→ WRITTEN INSTRUCTION
Please count the lines in the data below that contain the string "Target", treating uppercase and lowercase as different, and give only the number.

→ RECORDS PROVIDED
■ ■ ■ ■ ■

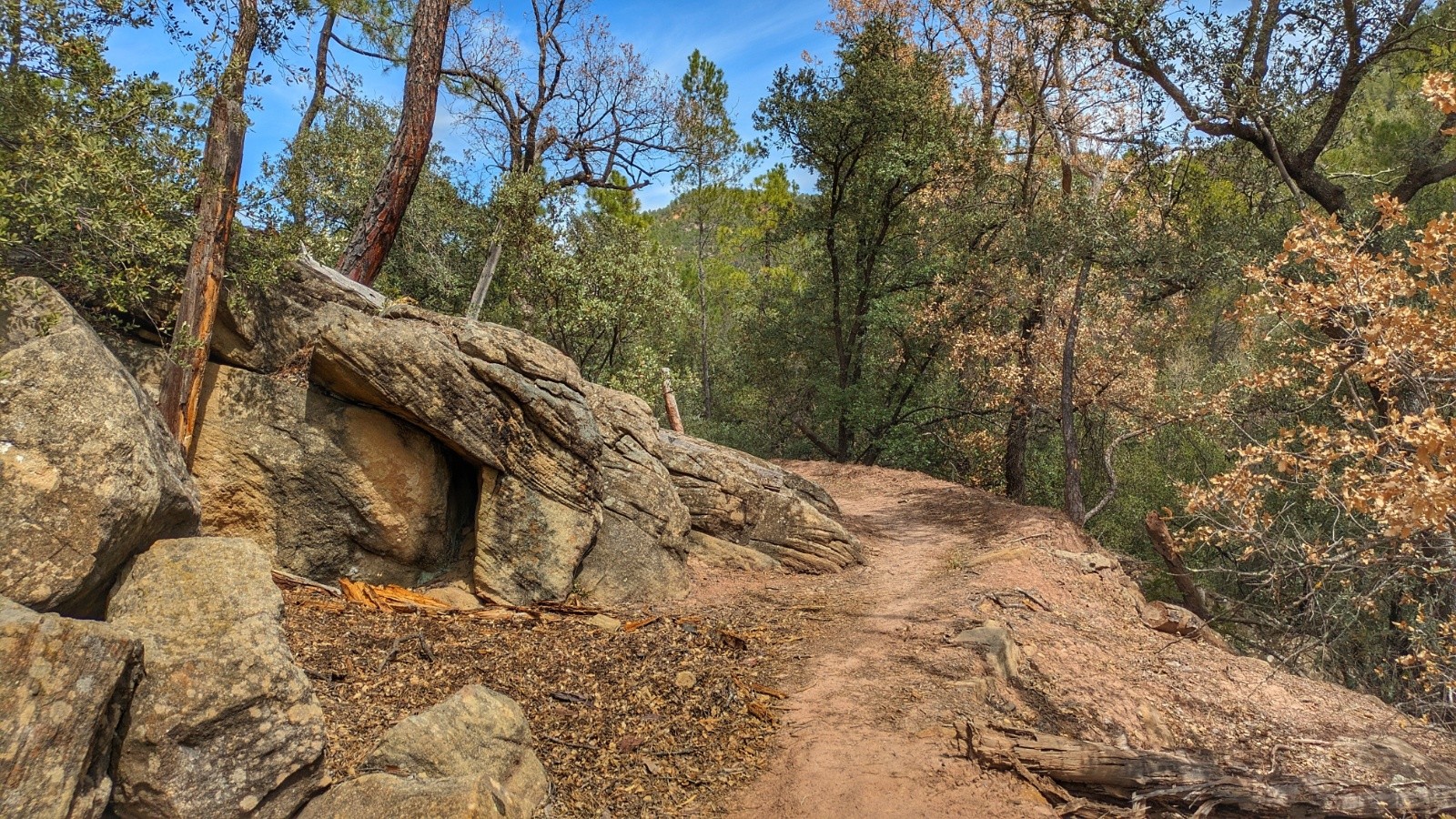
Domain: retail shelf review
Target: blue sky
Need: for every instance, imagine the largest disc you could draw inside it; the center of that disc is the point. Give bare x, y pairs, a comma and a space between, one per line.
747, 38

■ ■ ■ ■ ■

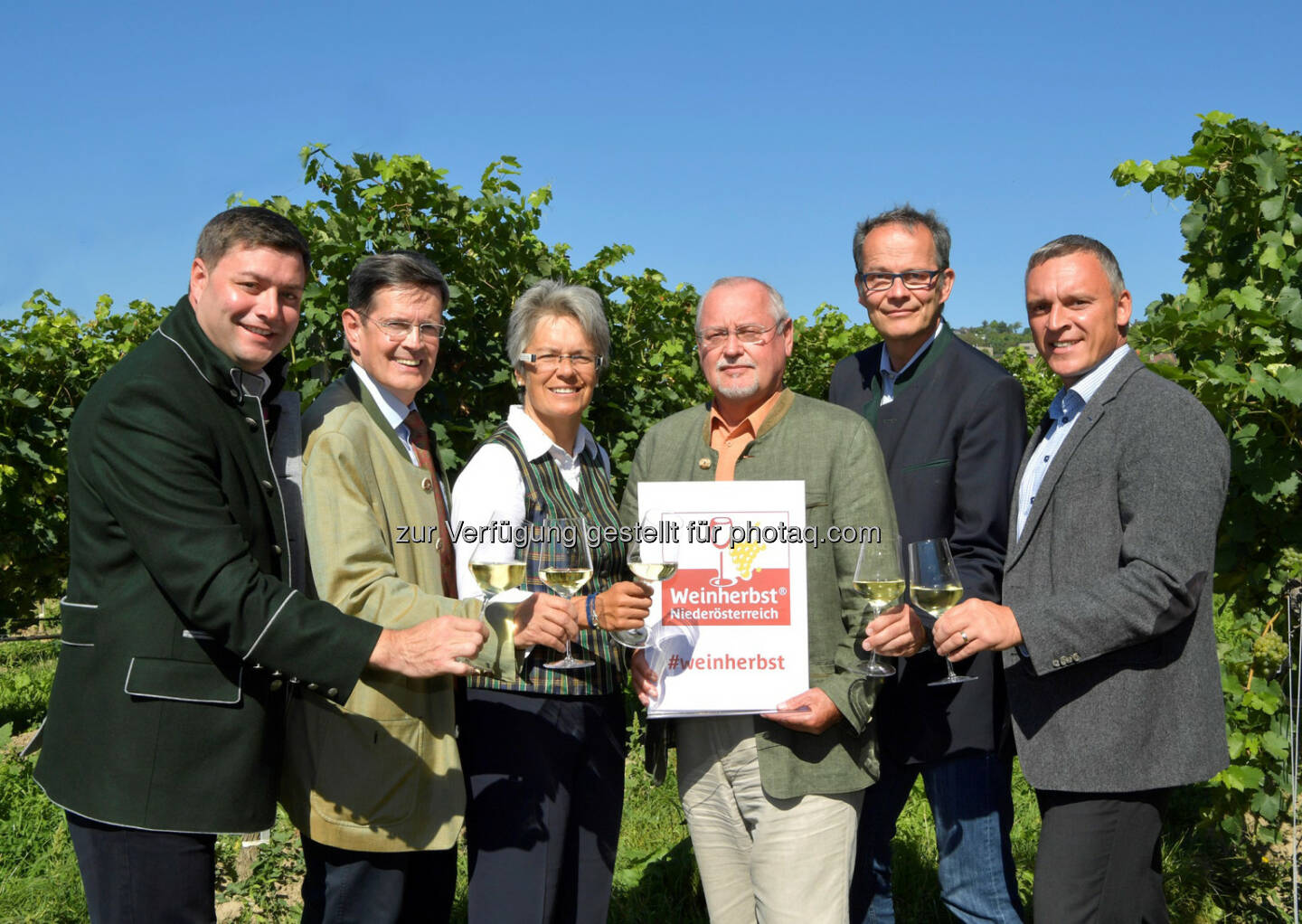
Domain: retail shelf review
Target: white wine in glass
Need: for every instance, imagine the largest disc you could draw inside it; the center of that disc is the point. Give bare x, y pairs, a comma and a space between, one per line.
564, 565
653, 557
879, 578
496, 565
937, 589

■ ■ ■ ■ ■

→ TASK OUTPUT
2